▸ AIM OF THE EXERCISE
Recast the data below as a JSON list of strings, with one string per line and no blank lines.

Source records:
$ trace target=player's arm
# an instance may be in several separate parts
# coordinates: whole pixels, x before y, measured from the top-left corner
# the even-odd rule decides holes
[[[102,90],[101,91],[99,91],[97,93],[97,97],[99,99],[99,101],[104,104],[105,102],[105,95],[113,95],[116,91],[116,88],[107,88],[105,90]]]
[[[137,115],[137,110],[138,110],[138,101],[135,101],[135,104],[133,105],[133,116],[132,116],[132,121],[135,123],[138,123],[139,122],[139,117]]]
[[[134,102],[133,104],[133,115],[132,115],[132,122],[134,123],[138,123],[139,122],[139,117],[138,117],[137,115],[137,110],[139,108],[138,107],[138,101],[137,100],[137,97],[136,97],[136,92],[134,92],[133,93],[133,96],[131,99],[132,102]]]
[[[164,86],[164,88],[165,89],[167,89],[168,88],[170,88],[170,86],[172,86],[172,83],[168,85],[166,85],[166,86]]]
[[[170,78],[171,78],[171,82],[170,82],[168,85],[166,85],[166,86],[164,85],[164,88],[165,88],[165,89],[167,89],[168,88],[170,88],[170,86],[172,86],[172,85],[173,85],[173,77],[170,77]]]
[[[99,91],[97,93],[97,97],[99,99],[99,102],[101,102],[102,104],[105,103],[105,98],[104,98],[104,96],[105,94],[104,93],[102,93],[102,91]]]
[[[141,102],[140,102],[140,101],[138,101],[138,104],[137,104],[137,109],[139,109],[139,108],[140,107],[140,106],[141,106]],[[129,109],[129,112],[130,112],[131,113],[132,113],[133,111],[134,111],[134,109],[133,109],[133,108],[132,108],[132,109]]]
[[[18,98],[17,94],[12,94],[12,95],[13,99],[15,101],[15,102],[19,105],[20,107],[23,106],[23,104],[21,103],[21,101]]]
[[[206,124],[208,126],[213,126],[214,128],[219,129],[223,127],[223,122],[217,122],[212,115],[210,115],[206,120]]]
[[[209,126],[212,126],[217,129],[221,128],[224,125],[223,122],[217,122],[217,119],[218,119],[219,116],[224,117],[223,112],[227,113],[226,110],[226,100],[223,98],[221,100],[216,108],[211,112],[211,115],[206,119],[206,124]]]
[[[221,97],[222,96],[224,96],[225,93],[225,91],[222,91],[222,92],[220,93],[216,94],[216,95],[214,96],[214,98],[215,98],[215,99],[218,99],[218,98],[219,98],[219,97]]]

▸ FULL ANSWER
[
  "$ trace target=player's arm",
  "# an instance may be in several separate parts",
  "# coordinates: whole pixels, x before y, measured from the top-left corner",
  "# the even-odd rule decides holes",
  "[[[102,90],[101,91],[99,91],[97,93],[97,97],[99,99],[99,101],[104,104],[105,102],[105,95],[113,95],[116,91],[116,88],[107,88],[105,90]]]",
  "[[[137,115],[137,110],[138,110],[138,101],[135,101],[135,104],[133,105],[133,116],[132,116],[132,121],[135,123],[138,123],[139,122],[139,117]]]",
  "[[[134,102],[133,104],[133,115],[132,115],[132,122],[134,123],[138,123],[139,122],[139,117],[138,117],[137,115],[137,110],[139,108],[138,107],[138,101],[137,100],[137,97],[136,97],[136,92],[134,92],[133,93],[133,96],[131,99],[132,102]]]",
  "[[[164,86],[164,88],[165,89],[167,89],[168,88],[170,88],[170,86],[172,86],[172,83],[168,85],[166,85],[166,86]]]",
  "[[[170,78],[171,78],[171,82],[170,82],[168,85],[166,85],[166,86],[164,85],[164,88],[165,88],[165,89],[167,89],[168,88],[170,88],[170,86],[172,86],[172,85],[173,85],[173,77],[170,77]]]",
  "[[[99,91],[97,93],[97,97],[99,99],[99,102],[101,102],[102,104],[105,103],[105,98],[104,98],[104,96],[105,94],[104,93],[102,93],[102,91]]]",
  "[[[141,102],[140,102],[140,101],[138,101],[138,104],[137,104],[137,109],[139,109],[139,108],[140,107],[140,106],[141,106]],[[129,109],[129,112],[130,112],[131,113],[132,113],[133,111],[134,111],[134,109],[133,109],[133,108],[132,108],[132,109]]]",
  "[[[18,98],[17,94],[12,94],[12,95],[13,99],[15,101],[15,102],[19,105],[20,107],[23,106],[23,104],[21,103],[21,101]]]",
  "[[[206,124],[208,126],[213,126],[214,128],[219,129],[223,127],[223,122],[217,122],[212,115],[210,115],[206,120]]]",
  "[[[209,126],[212,126],[217,129],[221,128],[224,125],[223,122],[217,122],[217,119],[218,119],[219,116],[224,117],[223,112],[227,113],[226,110],[226,100],[223,98],[221,100],[216,108],[211,112],[211,115],[206,119],[206,124]]]",
  "[[[221,97],[222,96],[224,96],[225,93],[225,91],[222,91],[222,92],[220,93],[216,94],[216,95],[214,96],[214,98],[215,98],[215,99],[218,99],[218,98],[219,98],[219,97]]]"
]